§ Source text
□ □ □ □ □ □ □

The defendants contend, that, even if the pledgee was legally entitled to have the stock transferred, he should have presented certificates which he had completed by filling in the blank assignments with his own name, and, not having done so, they were not required to supply the omission, especially where the validity of the pledge was in serious dispute. The interlocutory decree of December 17, 1921, from which neither party appealed, ordered a transfer, and the issuance of new certificates forthwith by the defendants, “upon presentation to them or either of them of the certificates of stock referred to in the bill of complaint bearing the name ‘Josephine D. Palmer, Executrix of the will of Theodore D. Palmer, deceased, ’ inserted in the blanks provided on said certificates for the name of a transferee . . . This decree, with which the defendants have complied, must be held to have established the plaintiff’s right to a transfer if at that time the certificates were presented in the form therein prescribed. United Drug Co. v. Cordley & Hayes, 239 Mass. 334, 337. It recites that “the only question affecting the merits to be heard, determined or foreclosed at this time by the court is the question whether the plaintiff is now entitled to a decree directing the defendants to transfer the shares of stock referred to in the bill of complaint to the plaintiff.”

The case was then referred to a master to hear the parties and their evidence “as to whether the defendants or either of them are liable to the plaintiff in damages by reason of their failure to transfer the shares of stock . . . prior to December 17, 1921, and as to the sum or sums, if any, in which they or either of them are so liable.” The remaining questions therefore, are, whether the plaintiff, as she contends, is entitled to recover damages against the defendants either jointly, or severally.

If, as found by the master, a pledgee of shares of stock of a corporation is prima facie entitled under the law of the State of New York and of the State of New Jersey to have it transferred into his own name, yet the defendants properly [16]*16might require him to satisfy them of his authority to demand and receive the new certificates. Bird v. Chicago, Iowa & Nebraska Railroad, 137 Mass. 428, 429, and cases cited. The master states, that the pledgee wished to have new certificates in his own name in exchange for those held in pledge standing in O’Bannon’s name, because he feared that, owing to the controversy between him and the committee, he would be enj pined if he attempted to sell the stock. It was the duty of the proper officers of the corporation to ascertain, whether its stock was being transferred in accordance with its by-laws, and in accordance with law, before issuing new certificates. Allen v. South Boston Railroad, 150 Mass. 200, 204. And under the blank power of attorney of O’Bannon it was the duty of the pledgee, and not the duty of the defendants to fill in the blanks with his own name, and if this was not done a completed instrument had not been presented. If it be assumed that the certificates for three hundred shares given by O’Bannon to Palmer September 17,1912, which were assigned by O’Bannon under seal, were an absolute transfer, notwithstanding the language of the general pledge, the certificates did not state the name of the attorney to make the transfer and neither the corporation nor the bank was required to act in that capacity. If new certificates were issued the stock ledger or transfer book would fail to show the right of the pledgee to have the transfer made. Andrews v. Worcester, Nashua & Rochester Railroad, 159 Mass. 64, 67. Clews v. Friedman, 182 Mass. 555.

□ □ □ □ □ □ □

§ Record set
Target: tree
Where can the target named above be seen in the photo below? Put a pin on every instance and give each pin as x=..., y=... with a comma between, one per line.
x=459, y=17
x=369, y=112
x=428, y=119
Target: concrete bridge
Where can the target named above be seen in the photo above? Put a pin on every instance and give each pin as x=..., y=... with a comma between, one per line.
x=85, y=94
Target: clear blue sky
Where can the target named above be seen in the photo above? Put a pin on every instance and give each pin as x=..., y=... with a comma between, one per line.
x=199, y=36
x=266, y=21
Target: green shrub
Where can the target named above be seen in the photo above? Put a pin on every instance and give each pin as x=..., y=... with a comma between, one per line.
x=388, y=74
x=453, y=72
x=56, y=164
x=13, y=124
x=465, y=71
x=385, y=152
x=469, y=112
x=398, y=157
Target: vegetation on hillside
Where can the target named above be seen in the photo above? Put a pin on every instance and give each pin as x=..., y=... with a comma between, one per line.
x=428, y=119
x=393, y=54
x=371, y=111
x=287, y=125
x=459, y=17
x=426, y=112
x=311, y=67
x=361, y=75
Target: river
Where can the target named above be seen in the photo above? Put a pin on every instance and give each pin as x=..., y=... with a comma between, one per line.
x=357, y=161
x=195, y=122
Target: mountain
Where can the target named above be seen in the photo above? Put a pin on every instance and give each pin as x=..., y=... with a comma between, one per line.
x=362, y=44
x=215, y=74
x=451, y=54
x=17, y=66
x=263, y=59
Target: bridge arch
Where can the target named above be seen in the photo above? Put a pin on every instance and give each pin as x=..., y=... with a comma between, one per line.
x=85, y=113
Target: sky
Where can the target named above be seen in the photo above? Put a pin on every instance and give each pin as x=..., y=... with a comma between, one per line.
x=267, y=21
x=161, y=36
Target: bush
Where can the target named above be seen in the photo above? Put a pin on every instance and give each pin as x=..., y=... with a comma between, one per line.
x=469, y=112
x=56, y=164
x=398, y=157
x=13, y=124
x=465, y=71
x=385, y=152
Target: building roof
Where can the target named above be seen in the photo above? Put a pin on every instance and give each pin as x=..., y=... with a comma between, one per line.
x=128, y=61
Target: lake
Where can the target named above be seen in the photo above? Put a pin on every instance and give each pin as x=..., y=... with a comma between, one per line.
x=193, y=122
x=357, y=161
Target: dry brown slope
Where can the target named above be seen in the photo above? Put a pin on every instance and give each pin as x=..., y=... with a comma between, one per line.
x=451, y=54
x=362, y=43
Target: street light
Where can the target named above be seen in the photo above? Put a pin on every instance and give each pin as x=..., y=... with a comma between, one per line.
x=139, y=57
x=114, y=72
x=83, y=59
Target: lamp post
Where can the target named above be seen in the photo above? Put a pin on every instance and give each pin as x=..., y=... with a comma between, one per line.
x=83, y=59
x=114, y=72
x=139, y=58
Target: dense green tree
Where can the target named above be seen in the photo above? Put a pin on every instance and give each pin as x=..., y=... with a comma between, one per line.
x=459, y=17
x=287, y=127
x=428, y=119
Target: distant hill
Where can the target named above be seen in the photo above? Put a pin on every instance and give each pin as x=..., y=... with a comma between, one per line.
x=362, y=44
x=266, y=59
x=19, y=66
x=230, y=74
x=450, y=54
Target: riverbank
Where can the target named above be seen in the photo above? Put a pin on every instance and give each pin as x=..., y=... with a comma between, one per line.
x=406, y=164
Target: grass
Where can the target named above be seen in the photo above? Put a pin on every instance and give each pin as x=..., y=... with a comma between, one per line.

□ □ □ □ □ □ □

§ Stated problem A
Answer these from the stock-transfer opinion:
(i) What is the date of the interlocutory decree?
(ii) To whom was the case referred to hear the parties and their evidence on damages?
(iii) How many shares were in the certificates O'Bannon gave Palmer on September 17, 1912?
§ Stated problem B
Duplicate the passage of the stock-transfer opinion starting at "The case was" and ending at "jointly, or severally.".
The records have nothing to do with the stock-transfer opinion.

§ Full output A
(i) December 17, 1921
(ii) A master
(iii) Three hundred

§ Full output B
The case was then referred to a master to hear the parties and their evidence “as to whether the defendants or either of them are liable to the plaintiff in damages by reason of their failure to transfer the shares of stock . . . prior to December 17, 1921, and as to the sum or sums, if any, in which they or either of them are so liable.” The remaining questions therefore, are, whether the plaintiff, as she contends, is entitled to recover damages against the defendants either jointly, or severally.